» **GOAL OF THE EXERCISE**
Reproduce every one of the following items line for line, with no changes.

» **DATASET EXTRACT**
-- Start --

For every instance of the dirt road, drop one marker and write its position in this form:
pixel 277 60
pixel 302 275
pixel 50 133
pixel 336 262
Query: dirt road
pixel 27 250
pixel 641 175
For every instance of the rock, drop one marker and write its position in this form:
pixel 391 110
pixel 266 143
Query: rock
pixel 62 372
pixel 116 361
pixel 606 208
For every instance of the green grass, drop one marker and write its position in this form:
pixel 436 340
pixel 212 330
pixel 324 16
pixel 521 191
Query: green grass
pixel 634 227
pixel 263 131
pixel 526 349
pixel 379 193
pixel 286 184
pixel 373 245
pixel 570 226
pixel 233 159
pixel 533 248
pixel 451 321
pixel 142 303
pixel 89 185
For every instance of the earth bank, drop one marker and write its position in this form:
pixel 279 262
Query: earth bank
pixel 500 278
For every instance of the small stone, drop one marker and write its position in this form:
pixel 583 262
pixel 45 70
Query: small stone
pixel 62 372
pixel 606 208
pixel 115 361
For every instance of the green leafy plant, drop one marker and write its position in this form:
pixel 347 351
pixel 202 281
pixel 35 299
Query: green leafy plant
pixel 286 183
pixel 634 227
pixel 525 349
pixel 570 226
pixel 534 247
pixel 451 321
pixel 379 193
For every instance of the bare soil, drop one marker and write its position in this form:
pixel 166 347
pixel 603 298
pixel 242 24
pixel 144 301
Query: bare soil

-- End --

» **FULL SOLUTION**
For every instance of the dirt road, drop one marker and write its position in this form:
pixel 277 60
pixel 302 275
pixel 50 133
pixel 336 262
Query: dirt road
pixel 27 250
pixel 641 175
For every instance of the rock, drop one marker and write its position in this form:
pixel 391 110
pixel 266 143
Query: rock
pixel 62 372
pixel 116 361
pixel 606 208
For every instance of the green grass, drop one marker and write its position in this form:
pixel 436 340
pixel 212 330
pixel 324 16
pixel 521 191
Query: green grass
pixel 634 227
pixel 263 131
pixel 526 349
pixel 379 193
pixel 286 184
pixel 373 245
pixel 570 226
pixel 233 159
pixel 533 248
pixel 451 321
pixel 142 303
pixel 89 185
For every instance of the earth bank, drop one marker and write its position in this form:
pixel 279 262
Query: earth bank
pixel 500 278
For every instance of the small stone, drop one marker and write its position in this form:
pixel 583 262
pixel 45 70
Query: small stone
pixel 62 372
pixel 606 208
pixel 115 361
For every instance of the green leafy plant, drop one marker and write its position in this form:
pixel 347 351
pixel 202 281
pixel 35 299
Query: green leafy plant
pixel 286 183
pixel 634 227
pixel 525 349
pixel 570 226
pixel 534 247
pixel 451 321
pixel 379 193
For every instance of the bare soil, drop one marker and write its position in this form:
pixel 166 347
pixel 603 298
pixel 242 24
pixel 144 301
Query: bare soil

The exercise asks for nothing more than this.